### Required task
Copy exactly the run of lines that begins at the line with "holding camera above? Mark it with a dot." and ends at the final line of the entries.
***
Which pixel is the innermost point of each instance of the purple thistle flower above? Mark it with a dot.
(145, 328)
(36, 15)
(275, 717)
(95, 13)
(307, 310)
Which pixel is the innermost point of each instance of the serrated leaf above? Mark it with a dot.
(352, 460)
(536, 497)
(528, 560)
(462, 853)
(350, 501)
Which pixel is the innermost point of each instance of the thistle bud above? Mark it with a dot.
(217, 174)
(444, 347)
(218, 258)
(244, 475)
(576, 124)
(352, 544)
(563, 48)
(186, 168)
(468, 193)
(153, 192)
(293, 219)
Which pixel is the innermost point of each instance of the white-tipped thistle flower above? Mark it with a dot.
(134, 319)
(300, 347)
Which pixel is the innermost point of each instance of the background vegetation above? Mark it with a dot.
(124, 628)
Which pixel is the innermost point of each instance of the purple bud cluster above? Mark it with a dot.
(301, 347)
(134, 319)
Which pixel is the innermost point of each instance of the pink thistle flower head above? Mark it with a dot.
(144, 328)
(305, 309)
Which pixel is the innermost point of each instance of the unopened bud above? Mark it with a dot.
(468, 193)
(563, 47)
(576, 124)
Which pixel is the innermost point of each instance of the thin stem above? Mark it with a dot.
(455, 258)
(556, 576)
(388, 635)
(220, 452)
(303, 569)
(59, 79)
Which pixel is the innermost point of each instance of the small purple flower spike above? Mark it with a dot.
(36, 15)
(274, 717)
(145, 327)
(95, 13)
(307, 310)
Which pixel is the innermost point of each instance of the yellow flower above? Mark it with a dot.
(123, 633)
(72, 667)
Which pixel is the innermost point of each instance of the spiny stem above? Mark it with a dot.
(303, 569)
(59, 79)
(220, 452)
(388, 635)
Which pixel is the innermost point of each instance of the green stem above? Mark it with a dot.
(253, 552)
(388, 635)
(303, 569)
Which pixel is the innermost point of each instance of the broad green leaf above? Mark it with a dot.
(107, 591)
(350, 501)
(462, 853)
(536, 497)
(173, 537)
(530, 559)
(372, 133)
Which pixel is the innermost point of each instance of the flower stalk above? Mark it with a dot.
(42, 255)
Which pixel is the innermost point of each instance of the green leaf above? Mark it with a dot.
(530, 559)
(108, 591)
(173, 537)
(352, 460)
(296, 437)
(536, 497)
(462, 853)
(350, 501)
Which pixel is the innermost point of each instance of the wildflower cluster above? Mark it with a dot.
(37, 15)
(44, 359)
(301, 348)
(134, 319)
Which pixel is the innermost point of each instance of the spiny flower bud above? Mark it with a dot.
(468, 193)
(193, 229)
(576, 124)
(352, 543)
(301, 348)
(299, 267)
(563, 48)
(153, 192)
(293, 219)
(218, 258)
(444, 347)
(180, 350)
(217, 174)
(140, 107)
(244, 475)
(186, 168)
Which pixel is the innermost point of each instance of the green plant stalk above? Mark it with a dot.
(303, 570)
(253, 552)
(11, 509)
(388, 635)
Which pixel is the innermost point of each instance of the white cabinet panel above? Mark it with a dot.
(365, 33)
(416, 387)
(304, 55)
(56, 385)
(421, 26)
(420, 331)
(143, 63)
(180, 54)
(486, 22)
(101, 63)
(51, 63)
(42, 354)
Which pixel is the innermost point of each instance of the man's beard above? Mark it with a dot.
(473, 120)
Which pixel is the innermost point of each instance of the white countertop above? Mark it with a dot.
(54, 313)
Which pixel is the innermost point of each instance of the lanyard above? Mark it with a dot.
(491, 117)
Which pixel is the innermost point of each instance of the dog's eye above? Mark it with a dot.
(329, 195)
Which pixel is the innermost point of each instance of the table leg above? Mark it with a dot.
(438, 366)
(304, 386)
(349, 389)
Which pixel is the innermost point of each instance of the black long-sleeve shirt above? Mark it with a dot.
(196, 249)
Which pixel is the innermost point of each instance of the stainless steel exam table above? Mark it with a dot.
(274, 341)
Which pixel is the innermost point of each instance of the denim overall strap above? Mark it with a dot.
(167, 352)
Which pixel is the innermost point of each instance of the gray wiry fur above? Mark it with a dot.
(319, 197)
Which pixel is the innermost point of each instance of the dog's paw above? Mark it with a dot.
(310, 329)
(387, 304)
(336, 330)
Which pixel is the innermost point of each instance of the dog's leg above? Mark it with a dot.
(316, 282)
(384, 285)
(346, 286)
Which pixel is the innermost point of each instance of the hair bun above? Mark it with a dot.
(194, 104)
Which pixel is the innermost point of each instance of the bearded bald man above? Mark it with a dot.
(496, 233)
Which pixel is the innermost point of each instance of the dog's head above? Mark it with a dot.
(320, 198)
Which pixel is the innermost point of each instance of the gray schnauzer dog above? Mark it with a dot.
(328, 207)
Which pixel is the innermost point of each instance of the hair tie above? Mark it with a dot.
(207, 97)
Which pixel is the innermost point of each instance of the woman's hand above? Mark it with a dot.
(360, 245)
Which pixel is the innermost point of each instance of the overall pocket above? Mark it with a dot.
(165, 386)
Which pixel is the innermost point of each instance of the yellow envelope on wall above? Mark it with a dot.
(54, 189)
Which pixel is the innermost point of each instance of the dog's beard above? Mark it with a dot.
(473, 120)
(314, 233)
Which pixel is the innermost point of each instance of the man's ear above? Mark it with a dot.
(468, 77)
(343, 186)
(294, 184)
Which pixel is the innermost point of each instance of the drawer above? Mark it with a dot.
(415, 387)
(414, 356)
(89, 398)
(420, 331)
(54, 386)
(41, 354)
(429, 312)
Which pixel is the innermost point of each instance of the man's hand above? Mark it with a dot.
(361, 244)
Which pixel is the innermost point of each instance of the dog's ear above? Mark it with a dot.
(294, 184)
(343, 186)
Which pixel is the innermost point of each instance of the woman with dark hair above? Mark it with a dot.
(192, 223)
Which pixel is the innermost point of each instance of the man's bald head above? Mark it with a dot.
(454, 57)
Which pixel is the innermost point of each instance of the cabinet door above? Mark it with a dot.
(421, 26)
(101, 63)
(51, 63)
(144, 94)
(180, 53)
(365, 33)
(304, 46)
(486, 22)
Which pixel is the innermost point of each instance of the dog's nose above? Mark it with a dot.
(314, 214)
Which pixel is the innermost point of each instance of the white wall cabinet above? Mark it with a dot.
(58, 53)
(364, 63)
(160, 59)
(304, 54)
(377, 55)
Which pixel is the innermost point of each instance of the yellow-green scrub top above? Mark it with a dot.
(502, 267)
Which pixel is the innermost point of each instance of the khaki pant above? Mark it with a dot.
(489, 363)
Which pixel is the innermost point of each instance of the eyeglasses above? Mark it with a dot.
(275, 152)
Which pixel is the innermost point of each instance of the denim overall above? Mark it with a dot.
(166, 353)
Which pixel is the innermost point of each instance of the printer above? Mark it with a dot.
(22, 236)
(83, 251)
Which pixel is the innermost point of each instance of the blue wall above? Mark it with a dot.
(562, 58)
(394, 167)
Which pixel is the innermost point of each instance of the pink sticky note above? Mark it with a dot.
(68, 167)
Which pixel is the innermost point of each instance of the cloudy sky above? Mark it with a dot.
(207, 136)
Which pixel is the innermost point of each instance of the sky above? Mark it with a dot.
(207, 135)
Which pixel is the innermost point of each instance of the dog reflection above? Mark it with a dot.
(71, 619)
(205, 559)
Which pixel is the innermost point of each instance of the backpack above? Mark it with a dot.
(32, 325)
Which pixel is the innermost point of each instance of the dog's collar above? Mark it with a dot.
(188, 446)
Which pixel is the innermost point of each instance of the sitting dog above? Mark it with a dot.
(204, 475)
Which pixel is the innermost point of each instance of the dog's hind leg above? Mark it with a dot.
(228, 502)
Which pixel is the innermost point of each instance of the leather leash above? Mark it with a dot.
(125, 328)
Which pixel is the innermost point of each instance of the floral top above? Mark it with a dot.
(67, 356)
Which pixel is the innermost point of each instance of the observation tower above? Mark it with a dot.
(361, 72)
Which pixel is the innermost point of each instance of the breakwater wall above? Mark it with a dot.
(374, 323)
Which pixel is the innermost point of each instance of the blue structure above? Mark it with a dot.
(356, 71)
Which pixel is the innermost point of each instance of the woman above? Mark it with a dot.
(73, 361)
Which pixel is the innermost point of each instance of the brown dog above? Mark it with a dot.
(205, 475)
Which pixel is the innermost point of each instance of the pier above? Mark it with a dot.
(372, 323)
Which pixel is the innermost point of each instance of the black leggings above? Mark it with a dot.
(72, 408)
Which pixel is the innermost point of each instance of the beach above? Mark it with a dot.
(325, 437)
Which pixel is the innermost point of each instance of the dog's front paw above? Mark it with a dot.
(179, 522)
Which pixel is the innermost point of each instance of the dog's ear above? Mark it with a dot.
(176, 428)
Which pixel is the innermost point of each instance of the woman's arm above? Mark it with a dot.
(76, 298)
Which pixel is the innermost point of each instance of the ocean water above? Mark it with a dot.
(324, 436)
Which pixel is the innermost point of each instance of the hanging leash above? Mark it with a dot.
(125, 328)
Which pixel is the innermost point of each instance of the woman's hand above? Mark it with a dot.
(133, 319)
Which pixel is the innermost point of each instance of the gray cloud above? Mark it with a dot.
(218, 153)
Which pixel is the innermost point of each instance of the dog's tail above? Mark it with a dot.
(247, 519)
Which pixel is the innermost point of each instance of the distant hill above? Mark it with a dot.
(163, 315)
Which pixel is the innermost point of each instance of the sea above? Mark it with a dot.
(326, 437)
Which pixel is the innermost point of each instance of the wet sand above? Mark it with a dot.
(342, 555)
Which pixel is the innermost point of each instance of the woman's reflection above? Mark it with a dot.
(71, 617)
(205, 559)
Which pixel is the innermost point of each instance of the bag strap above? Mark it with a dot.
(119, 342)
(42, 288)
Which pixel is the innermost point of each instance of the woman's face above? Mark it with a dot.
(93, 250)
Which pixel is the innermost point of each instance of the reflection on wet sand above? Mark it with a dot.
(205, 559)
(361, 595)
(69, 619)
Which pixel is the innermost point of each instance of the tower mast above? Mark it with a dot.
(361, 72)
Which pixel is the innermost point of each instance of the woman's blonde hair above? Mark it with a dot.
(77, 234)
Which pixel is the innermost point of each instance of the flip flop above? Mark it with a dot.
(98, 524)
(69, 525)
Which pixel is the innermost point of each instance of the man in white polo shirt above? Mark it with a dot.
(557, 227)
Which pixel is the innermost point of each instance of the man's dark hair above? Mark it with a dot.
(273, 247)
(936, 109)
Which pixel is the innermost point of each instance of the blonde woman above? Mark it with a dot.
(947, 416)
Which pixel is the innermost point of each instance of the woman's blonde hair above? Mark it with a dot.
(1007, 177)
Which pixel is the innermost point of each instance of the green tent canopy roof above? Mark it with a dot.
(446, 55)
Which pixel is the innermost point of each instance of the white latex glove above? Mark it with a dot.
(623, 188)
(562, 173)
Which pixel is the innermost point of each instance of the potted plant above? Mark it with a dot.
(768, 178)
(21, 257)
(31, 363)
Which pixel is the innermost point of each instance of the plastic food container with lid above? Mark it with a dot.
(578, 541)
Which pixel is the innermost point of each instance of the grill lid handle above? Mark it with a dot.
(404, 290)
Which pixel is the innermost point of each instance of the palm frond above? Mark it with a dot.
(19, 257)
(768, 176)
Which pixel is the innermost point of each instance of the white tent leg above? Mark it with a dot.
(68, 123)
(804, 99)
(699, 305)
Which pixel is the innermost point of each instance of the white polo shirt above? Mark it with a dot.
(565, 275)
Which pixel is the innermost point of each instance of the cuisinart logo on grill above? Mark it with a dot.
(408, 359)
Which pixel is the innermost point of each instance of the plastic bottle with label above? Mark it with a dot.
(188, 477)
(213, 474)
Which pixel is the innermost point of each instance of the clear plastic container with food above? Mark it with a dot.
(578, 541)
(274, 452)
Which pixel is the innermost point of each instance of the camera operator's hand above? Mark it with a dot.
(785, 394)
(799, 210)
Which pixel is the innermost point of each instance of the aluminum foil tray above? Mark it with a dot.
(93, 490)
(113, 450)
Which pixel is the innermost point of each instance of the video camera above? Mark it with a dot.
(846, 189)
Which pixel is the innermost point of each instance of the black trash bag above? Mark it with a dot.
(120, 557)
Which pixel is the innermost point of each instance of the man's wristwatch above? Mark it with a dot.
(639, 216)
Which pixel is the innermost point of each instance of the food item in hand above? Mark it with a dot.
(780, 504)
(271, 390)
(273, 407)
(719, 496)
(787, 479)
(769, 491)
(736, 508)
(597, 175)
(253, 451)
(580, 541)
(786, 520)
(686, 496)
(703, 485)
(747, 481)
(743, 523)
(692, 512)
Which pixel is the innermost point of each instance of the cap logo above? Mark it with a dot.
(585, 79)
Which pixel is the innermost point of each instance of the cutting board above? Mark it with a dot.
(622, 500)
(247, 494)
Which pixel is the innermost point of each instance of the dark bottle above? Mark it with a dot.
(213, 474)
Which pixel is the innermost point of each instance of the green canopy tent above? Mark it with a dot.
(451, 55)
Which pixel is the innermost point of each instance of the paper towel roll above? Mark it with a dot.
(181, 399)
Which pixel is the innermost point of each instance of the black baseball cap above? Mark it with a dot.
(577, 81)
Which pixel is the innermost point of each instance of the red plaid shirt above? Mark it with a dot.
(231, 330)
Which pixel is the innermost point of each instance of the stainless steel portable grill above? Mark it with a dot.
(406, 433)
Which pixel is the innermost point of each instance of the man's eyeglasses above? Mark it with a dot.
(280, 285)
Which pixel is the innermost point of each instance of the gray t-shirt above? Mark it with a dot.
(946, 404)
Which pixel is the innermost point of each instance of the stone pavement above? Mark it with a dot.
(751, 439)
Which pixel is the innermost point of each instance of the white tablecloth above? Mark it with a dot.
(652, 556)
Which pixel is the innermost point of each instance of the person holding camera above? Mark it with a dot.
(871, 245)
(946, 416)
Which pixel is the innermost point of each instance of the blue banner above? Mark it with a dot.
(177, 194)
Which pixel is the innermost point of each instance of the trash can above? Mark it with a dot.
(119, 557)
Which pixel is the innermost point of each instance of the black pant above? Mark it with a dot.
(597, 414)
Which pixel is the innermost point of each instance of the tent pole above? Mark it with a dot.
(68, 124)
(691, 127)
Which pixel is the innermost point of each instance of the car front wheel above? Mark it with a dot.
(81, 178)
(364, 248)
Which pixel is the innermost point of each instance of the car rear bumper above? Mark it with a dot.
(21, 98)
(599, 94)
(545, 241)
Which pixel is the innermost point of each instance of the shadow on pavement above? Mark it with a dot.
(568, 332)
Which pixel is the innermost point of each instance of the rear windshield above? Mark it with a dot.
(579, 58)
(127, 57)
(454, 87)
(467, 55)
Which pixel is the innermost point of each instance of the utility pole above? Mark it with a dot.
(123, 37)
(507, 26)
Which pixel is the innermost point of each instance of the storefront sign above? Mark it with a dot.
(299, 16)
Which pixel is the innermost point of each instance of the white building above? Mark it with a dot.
***
### Exercise response
Which pixel is the innermost point of each instance of the person holding camera above? Mark it with a dot.
(871, 245)
(946, 416)
Which pixel is the innermost point of each instance of the blue banner above? Mark it with a dot.
(177, 194)
Which pixel is the innermost point of each instance of the trash can above? Mark it with a dot.
(119, 557)
Which pixel is the innermost point of each instance of the black pant above? Mark it with a dot.
(597, 414)
Which pixel is the innermost point of each instance of the tent pole above? Mark it with a dot.
(68, 124)
(691, 127)
Which pixel is the innermost point of each instance of the car front wheel above? Mark it with a dot.
(81, 178)
(364, 248)
Which pixel is the innermost point of each instance of the car rear bumper above? Mark it with a dot.
(21, 98)
(599, 94)
(545, 241)
Which pixel is the innermost point of each instance of the shadow on pavement above? Mark it with a dot.
(568, 332)
Which pixel is the innermost point of each instance of the rear windshield above? Mark it with a dot.
(579, 58)
(127, 57)
(454, 87)
(467, 55)
Which pixel is the innermost point of each instance of the utility pole above? Mark it with a dot.
(123, 37)
(507, 26)
Which pixel is the innermost point of each instance of the storefront sign above? Mark it with a dot.
(299, 16)
Which pixel is the innermost point of each instance of the white building above? Mark it with a dot.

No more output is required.